Prompt 1. Translate this sentence from the Saikū account below into French: "There is very much a countryside feel to this place."
Prompt 2. According to the Saikū account below, in what year was the Saikū abandoned?

Reading text.
In fact this palace hadn’t existed for roughly 800 years before the 20th century. From the mists of the 6th century AD to the fall of the Kamakura shogunate in 1333, a Saiō was continuously appointed, but by the time the Heian court dissolved into civil war, the Saikū was no longer a place for a lady, and it was abandoned in 1274. Around the year 1180, the wandering poet Saigyō stopped by its decrepit remains on the way to Ise, and jotted down a bit of singsongy dustsceawung:
いつかまた いつきの宮の いつかれて しめのみうちに ちりをはらはん
Whither this weathered palace? I wonder whether it will ever again be made pure, if ever the rubbish will be swept from its sacred grounds
About 800 years later, ever-literal moderns did a close archaeological survey to figure out what the palace once looked like, and rebuilt it and swept the rubbish from its grounds. This year, three more buildings will be constructed, placing new wooden pillars precisely where the old ones used to be. We were given a surprise tour of the construction site, which was a surprise to those among us who were wearing high heels.
There’s already both a museum devoted to this complex, and a “history experience hall” in the completed rebuilt building. So this new building will be a space for events, such as the national karuta competition, or traditional arts like Noh plays.
The village where the Saikū was once located is otherwise known for farming. When I was there I saw a farmer driving a tractor down one of the ancient stone paths that the Saiō would have taken to get to Ise. There is very much a countryside feel to this place. If you ever get the chance to visit the Saikū, make sure to go to the little cafeteria across from the “history experience hall”, where you can enjoy a palanquin-shaped bento made entirely of local foods.
The other thing we did today was go to the fish paste (kamaboko) factory and make some fish paste cakes, but I don’t have any good pictures of that. Wait, I lied!
Today, Ise Jingū is known exclusively for being a place of Shinto pilgrimage. But up until the Meiji separation of shrines and temples, there was a place you could walk to from the Naikū for another kind of pilgrimage. I once tried to walk from the Naikū across the mountains and found it a rather intense experience. I wish I had known that if I had taken a different direction, there would have been a Buddhist temple complex called Asamayama waiting for me at the end of the trail.

Source material.

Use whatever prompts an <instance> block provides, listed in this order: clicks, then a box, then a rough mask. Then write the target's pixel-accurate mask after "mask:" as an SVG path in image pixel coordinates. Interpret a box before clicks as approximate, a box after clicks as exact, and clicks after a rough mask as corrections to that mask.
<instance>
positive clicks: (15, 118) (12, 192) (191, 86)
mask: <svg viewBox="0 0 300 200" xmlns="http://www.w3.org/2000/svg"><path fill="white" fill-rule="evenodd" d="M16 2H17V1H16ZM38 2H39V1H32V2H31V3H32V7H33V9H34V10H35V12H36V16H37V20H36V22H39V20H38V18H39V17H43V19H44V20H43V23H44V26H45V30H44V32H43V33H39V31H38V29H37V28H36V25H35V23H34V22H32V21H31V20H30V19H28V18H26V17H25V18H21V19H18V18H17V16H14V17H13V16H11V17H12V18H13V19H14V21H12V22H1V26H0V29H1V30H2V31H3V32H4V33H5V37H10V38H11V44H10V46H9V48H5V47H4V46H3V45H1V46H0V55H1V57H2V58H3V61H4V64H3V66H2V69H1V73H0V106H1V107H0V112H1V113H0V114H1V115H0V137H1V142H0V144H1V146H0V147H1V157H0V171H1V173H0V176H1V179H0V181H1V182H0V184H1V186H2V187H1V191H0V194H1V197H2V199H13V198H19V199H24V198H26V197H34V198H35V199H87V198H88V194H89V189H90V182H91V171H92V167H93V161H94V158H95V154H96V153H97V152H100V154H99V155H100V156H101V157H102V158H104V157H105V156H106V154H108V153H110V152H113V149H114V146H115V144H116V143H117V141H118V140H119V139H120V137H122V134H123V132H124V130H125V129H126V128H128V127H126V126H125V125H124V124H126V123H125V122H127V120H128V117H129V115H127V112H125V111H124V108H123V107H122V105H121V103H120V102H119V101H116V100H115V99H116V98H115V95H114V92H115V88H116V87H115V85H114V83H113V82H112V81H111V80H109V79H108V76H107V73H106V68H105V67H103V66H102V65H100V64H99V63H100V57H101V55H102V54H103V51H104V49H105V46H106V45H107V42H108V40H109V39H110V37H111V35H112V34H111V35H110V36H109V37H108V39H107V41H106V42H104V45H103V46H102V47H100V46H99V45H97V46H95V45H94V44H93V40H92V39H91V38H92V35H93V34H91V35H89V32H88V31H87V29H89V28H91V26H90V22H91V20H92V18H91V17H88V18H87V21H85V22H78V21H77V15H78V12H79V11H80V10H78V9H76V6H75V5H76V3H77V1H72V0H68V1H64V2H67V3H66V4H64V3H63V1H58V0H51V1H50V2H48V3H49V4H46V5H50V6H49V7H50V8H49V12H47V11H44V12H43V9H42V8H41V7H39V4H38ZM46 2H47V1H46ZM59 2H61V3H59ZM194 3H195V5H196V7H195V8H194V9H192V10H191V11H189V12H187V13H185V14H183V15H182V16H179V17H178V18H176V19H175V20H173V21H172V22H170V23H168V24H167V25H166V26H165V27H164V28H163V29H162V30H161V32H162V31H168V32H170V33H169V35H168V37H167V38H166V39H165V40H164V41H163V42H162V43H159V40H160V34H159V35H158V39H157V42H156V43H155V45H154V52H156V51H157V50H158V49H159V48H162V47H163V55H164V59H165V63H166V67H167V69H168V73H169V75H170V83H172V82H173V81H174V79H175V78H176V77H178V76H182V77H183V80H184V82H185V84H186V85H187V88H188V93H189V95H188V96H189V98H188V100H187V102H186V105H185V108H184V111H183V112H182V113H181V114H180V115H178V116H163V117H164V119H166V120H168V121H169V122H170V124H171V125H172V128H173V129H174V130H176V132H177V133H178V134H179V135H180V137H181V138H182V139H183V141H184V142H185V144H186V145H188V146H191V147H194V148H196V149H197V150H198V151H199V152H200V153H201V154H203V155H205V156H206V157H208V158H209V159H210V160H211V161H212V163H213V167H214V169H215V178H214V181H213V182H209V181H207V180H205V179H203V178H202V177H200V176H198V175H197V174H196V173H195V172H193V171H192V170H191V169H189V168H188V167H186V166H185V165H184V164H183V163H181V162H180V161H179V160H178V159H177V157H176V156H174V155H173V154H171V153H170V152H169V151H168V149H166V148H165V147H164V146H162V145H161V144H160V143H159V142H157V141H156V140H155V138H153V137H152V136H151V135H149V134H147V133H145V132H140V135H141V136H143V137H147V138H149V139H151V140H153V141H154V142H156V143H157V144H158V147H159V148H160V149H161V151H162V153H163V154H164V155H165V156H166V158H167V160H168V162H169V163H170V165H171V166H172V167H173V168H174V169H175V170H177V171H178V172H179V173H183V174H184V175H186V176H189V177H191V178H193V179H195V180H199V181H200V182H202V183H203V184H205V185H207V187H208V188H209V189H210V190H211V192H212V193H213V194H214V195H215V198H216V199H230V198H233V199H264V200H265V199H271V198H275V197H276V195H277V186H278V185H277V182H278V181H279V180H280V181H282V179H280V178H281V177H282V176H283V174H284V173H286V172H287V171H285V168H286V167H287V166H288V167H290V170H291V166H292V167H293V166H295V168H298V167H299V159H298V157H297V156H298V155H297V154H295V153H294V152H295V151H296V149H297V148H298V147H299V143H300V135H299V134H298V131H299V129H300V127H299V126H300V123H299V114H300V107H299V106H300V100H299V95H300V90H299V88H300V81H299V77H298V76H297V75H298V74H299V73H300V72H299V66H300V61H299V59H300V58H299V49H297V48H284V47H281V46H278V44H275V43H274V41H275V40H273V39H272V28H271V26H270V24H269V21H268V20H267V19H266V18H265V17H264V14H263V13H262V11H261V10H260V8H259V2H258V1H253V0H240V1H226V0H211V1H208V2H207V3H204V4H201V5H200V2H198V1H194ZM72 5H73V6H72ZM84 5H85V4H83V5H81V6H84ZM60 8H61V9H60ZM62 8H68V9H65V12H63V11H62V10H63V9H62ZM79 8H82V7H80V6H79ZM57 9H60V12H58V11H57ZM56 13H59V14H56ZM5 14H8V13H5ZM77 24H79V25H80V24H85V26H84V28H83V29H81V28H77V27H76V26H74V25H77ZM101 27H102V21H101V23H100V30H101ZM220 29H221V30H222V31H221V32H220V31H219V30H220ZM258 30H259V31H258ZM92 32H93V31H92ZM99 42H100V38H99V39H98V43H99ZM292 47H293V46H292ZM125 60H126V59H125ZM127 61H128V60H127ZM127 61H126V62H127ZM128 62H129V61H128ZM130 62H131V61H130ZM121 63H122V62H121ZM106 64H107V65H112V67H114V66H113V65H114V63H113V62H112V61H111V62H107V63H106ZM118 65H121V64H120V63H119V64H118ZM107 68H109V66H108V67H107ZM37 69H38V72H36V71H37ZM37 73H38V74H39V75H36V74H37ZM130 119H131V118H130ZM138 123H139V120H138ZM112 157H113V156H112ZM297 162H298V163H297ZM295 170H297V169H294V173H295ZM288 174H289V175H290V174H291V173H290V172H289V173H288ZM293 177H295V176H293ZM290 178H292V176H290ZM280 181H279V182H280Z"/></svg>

Answer box 1. Cet endroit a vraiment une atmosphère de campagne.

Answer box 2. 1274